After a final frantic negotiating push, the UK and EU agreed a free trade deal in the run-up to Christmas, much to the relief of all concerned.
However, despite the deal being done, many were convinced that the New Year would see chaos across the UK’s ports and airports as travellers, businessmen and hauliers all try to adjust to the new rules.
Added to this, a rapid rise in Covid cases in the UK has led to calls for the UK to shut its borders immediately to stop the spread.
City AM checks how it’s going so far.
What’s going on at the UK’s ports?
In a word, not a lot. One of the government’s greatest fears in the run up to Brexit was that the change of customs rules would lead to massive disruption at ports such as Dover, through which much of the UK’s trade with the EU flows.
Before Christmas, a combination of stockpiling and extra demand led to gridlock at the UK’s ports, with many container ships skipping the UK altogether to avoid the disruption.
The situation was worsened by a surge in new coronavirus cases caused by a mutation of the virus, which led to EU countries shutting their borders to the UK, leaving hauliers stranded at ports for several days as a result.
However, a deal was soon struck to reopen borders and the backlog has been removed.
Since 1 January, when the UK began its life outside the EU, there have been very few problems reported at ports like Dover, with a minimum of drivers turned around for having the wrong paperwork.
However, there were some reports that hauliers have been instructed to avoid such routes for the next couple of weeks due to concerns over new customs requirements.
Are people being stopped from travelling to the EU?
Over the weekend there were a number of reports that British nationals who live in the EU were being stopped from travelling back to their homes at airports.
On Saturday, nine Britons trying to return to Spain from London on Saturday were stopped from flying after being told at Heathrow that they did not have valid documents.

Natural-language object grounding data
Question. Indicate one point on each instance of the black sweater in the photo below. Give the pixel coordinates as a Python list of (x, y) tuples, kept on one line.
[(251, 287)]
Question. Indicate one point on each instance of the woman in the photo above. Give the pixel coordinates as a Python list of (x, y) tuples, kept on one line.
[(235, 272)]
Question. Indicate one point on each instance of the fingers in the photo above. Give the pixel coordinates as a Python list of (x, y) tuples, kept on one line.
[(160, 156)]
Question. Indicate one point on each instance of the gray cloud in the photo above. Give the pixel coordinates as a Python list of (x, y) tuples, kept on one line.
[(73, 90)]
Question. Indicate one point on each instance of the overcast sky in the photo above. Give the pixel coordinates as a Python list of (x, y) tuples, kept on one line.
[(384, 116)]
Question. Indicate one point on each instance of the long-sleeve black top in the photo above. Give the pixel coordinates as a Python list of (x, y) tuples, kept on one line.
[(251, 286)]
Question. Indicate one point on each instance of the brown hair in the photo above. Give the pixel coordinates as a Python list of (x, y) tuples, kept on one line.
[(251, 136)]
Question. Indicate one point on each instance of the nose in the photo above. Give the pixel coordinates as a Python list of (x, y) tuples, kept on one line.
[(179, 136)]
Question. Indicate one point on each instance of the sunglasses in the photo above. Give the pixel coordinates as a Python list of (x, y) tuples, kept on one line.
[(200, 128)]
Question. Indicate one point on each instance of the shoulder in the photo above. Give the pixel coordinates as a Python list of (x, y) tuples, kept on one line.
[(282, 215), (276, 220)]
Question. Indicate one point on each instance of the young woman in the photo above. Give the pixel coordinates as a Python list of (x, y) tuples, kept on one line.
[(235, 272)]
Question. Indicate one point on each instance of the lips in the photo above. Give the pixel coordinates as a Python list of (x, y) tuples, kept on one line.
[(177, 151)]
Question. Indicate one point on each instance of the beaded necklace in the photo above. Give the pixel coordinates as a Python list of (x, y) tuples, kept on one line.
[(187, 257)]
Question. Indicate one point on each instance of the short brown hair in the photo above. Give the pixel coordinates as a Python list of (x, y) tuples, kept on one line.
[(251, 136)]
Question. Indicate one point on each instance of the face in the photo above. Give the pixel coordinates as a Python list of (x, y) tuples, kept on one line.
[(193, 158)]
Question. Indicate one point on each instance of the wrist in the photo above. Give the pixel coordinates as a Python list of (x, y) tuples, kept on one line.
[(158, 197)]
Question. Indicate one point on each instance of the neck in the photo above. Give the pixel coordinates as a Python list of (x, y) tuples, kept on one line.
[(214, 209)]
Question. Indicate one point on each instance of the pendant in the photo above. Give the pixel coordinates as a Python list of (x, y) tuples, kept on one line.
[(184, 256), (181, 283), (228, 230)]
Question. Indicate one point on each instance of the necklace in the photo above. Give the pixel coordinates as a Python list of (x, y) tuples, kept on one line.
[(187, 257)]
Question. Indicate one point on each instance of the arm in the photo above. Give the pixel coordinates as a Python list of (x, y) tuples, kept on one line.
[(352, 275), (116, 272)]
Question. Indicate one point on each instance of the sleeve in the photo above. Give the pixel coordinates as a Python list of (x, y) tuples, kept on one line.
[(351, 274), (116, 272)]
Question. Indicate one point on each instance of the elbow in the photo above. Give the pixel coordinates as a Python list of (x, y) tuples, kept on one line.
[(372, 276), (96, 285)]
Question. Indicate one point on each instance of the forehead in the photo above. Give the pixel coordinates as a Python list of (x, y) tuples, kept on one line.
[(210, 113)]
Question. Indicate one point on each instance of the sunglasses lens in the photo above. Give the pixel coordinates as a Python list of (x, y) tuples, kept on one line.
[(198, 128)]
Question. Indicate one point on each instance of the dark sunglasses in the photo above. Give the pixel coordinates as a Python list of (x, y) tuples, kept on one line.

** Work to complete **
A - In the article on post-Brexit travel, what led to gridlock at the UK's ports before Christmas?
B - Duplicate the passage of the article on post-Brexit travel from "The situation was" to "as a result.".
This data is separate material, distinct from the article on post-Brexit travel.

** Answers for the tasks **
A - A combination of stockpiling and extra demand.

B -
The situation was worsened by a surge in new coronavirus cases caused by a mutation of the virus, which led to EU countries shutting their borders to the UK, leaving hauliers stranded at ports for several days as a result.